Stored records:
################

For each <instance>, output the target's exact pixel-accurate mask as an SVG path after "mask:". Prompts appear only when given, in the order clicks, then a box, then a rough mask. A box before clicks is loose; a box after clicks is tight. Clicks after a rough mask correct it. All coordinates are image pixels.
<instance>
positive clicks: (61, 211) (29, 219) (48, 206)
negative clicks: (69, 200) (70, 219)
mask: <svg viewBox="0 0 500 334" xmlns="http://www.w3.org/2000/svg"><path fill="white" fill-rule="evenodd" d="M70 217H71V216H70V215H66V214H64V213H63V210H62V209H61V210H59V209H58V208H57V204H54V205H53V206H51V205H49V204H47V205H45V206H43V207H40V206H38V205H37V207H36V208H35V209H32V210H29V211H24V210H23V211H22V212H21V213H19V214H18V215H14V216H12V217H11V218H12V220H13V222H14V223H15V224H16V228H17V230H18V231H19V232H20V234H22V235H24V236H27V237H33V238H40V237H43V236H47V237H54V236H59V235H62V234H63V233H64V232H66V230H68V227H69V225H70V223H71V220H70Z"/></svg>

################

Reproduce exactly the line that holds "positive clicks: (61, 211)", then every line after it, ending with the final line of the records above.

RESULT OF THIS EXERCISE>
positive clicks: (61, 211) (29, 219) (48, 206)
negative clicks: (69, 200) (70, 219)
mask: <svg viewBox="0 0 500 334" xmlns="http://www.w3.org/2000/svg"><path fill="white" fill-rule="evenodd" d="M70 217H71V216H70V215H66V214H64V213H63V210H62V209H61V210H59V209H58V208H57V204H54V205H53V206H51V205H49V204H47V205H45V206H43V207H40V206H38V205H37V207H36V208H35V209H32V210H29V211H24V210H23V211H22V212H21V213H19V214H18V215H14V216H12V217H11V218H12V220H13V222H14V223H15V224H16V228H17V230H18V231H19V232H20V234H22V235H24V236H27V237H33V238H40V237H43V236H47V237H54V236H59V235H62V234H63V233H64V232H66V230H68V227H69V225H70V223H71V220H70Z"/></svg>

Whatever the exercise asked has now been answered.